THE PROBLEM:
Transcribe the records exactly, beginning with their first line and stopping after the line that contains "[513, 185, 539, 222]"; include both of these lines.

DATA RECORDS:

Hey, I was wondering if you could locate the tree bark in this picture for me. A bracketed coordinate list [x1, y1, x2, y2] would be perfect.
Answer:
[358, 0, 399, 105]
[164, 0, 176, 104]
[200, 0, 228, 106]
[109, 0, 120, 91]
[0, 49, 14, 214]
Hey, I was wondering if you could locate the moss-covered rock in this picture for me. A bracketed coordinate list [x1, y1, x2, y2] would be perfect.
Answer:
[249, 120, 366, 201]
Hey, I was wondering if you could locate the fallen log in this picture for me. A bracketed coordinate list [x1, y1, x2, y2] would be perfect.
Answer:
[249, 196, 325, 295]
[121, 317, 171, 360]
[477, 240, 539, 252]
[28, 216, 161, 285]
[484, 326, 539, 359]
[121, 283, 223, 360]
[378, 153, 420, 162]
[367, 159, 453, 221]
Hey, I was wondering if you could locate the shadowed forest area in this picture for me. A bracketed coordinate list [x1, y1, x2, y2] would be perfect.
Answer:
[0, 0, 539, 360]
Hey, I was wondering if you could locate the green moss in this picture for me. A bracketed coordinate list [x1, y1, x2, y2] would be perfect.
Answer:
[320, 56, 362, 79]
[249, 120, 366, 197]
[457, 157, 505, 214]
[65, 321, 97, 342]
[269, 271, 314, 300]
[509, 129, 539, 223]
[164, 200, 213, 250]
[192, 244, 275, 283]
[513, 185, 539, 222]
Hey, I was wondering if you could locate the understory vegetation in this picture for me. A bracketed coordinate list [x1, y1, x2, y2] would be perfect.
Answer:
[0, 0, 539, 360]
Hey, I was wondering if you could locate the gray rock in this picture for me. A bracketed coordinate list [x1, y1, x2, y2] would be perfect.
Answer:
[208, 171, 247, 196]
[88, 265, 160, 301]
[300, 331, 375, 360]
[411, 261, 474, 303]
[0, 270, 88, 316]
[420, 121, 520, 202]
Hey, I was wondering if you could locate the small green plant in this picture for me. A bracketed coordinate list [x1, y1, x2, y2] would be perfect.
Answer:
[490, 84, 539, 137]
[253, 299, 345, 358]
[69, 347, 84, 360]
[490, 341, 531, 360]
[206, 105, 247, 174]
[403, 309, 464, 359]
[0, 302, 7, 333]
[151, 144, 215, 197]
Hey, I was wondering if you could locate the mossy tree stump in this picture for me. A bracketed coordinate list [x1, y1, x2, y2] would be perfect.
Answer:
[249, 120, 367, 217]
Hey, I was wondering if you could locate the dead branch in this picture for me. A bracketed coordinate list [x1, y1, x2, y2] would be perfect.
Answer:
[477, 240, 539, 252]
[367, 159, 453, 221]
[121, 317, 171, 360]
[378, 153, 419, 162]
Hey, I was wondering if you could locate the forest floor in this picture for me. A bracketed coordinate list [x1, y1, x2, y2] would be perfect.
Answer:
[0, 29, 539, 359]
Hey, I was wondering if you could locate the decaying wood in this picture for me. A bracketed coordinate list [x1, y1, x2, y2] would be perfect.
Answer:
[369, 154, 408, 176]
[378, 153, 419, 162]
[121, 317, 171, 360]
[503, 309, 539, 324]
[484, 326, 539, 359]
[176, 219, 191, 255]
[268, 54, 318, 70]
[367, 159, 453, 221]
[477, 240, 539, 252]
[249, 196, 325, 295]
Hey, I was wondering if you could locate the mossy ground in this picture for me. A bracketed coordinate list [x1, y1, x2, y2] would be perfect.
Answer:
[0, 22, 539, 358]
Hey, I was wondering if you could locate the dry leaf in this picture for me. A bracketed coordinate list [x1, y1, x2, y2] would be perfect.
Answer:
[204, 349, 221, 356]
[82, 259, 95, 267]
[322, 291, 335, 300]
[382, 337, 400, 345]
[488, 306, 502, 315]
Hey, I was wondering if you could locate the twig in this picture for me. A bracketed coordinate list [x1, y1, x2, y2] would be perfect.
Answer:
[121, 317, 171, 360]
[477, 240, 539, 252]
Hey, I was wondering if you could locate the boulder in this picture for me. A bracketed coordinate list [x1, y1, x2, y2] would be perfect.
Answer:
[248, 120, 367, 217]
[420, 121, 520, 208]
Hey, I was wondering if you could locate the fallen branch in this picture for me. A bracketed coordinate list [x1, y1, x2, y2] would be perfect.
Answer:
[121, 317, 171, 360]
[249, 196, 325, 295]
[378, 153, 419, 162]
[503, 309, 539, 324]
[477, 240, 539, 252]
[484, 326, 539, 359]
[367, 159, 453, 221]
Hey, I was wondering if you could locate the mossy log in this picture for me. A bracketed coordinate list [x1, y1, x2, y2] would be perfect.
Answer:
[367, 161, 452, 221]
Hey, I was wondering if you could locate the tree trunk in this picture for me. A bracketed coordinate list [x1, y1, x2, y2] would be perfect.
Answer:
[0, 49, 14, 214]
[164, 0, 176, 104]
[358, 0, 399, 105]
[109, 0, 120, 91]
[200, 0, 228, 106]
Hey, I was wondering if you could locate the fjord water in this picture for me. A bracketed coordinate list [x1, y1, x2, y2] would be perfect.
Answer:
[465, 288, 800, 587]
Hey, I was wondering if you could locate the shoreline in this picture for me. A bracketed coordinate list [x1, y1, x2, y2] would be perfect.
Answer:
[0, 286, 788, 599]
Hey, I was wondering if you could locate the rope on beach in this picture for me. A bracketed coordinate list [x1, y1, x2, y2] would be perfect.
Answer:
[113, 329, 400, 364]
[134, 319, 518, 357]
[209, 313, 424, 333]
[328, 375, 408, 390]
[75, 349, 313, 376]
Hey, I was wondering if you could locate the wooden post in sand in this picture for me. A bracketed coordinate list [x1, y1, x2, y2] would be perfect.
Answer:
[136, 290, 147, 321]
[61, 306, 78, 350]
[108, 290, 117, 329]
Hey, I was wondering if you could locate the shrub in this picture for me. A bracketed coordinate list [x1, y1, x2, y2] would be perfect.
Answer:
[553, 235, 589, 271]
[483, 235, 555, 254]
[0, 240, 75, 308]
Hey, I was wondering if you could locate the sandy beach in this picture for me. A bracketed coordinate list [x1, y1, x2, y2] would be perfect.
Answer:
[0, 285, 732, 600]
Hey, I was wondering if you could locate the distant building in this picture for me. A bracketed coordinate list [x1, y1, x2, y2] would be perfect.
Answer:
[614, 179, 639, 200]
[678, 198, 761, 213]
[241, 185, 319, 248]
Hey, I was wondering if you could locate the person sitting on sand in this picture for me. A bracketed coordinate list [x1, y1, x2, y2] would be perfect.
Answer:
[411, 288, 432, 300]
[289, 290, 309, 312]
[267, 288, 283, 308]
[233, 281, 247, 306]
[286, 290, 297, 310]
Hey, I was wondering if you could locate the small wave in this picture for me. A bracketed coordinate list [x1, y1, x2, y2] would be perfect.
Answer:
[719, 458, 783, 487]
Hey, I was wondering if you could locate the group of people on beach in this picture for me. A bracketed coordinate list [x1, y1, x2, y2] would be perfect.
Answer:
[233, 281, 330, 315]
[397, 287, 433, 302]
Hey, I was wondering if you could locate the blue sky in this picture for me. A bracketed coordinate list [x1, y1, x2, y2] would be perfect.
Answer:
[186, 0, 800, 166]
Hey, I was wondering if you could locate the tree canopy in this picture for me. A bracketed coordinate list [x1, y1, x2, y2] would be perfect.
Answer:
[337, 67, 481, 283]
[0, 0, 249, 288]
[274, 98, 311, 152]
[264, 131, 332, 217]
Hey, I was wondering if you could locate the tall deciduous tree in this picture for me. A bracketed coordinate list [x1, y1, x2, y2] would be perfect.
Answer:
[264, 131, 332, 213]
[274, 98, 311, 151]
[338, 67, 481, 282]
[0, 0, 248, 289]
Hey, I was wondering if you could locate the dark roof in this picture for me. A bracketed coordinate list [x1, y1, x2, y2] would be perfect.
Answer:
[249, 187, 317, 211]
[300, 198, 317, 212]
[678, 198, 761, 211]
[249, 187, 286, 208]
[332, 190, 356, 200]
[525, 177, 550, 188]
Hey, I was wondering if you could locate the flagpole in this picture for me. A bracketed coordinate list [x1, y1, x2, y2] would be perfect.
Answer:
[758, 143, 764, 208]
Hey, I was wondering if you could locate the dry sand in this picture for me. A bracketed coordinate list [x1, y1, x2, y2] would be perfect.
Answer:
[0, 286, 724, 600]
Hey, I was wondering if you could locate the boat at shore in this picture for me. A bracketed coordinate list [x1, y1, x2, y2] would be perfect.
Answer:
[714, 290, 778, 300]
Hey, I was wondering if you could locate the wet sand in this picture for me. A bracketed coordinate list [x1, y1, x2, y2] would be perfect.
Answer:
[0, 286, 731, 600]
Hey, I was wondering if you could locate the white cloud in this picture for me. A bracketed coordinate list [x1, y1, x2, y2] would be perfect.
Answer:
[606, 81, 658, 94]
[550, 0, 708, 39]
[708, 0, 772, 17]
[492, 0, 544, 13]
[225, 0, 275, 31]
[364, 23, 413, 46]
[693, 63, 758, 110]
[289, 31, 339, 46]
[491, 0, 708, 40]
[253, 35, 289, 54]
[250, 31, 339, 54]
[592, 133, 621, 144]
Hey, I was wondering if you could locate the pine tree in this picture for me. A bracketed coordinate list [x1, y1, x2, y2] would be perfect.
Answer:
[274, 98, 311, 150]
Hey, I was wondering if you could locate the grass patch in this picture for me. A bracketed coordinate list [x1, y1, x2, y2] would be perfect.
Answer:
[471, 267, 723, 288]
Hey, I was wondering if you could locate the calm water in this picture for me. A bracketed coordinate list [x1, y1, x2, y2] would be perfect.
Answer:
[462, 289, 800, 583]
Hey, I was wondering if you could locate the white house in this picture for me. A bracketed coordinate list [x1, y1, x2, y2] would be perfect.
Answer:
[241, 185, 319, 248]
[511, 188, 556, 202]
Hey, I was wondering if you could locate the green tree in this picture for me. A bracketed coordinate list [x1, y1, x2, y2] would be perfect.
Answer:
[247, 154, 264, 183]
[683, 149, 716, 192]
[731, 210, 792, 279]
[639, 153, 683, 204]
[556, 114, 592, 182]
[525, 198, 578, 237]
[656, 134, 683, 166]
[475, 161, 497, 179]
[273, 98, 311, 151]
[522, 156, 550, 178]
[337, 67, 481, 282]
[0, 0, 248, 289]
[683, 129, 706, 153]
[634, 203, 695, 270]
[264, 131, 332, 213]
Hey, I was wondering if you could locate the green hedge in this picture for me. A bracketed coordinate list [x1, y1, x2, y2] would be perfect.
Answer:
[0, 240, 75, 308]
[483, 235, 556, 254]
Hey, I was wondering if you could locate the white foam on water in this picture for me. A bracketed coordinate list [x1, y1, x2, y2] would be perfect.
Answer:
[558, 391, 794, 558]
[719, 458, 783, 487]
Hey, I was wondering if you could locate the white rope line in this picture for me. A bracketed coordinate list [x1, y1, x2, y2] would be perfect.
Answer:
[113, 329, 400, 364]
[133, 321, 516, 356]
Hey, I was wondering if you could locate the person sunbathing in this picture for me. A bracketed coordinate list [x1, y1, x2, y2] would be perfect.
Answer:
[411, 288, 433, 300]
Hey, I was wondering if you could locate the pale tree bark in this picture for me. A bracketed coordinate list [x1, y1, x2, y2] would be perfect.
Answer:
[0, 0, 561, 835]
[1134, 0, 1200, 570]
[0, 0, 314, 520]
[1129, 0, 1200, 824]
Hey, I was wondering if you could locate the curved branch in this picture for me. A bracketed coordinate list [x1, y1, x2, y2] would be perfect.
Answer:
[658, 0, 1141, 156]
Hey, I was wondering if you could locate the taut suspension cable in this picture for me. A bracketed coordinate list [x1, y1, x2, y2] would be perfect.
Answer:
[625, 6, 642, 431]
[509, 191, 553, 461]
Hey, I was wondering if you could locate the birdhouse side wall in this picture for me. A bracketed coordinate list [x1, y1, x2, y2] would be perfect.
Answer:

TASK OUTPUT:
Hey, I was wondering if you could locate the tree bark in this picture for me. A bracketed coordinate list [x1, y1, x2, y2] would be perfect.
Answer:
[358, 0, 399, 105]
[164, 0, 176, 104]
[200, 0, 228, 106]
[109, 0, 120, 91]
[0, 49, 14, 214]
Hey, I was wondering if you could locate the moss-covered rock in this picture for me. A bracketed coordinate list [x1, y1, x2, y2] would be perfect.
Answer:
[249, 120, 366, 201]
Hey, I was wondering if you could locate the fallen log in this picture for me. A bracketed coordinate list [x1, y1, x2, y2] would be perfect.
Answer:
[249, 196, 325, 295]
[121, 317, 171, 360]
[477, 240, 539, 252]
[28, 216, 161, 285]
[484, 326, 539, 359]
[121, 283, 223, 360]
[378, 153, 420, 162]
[367, 159, 453, 221]
Hey, I was wondering if you could locate the shadowed forest area in this picture for me. A bracketed coordinate list [x1, y1, x2, y2] would be perfect.
Answer:
[0, 0, 539, 360]
Hey, I was wondering if you could locate the green moss in this picture for me. A bracketed coordinate list [x1, y1, x2, y2] would be perfect.
Answer:
[320, 56, 362, 79]
[249, 120, 366, 197]
[457, 157, 505, 214]
[65, 321, 97, 342]
[269, 271, 314, 300]
[509, 129, 539, 223]
[164, 200, 213, 250]
[192, 244, 275, 283]
[513, 185, 539, 222]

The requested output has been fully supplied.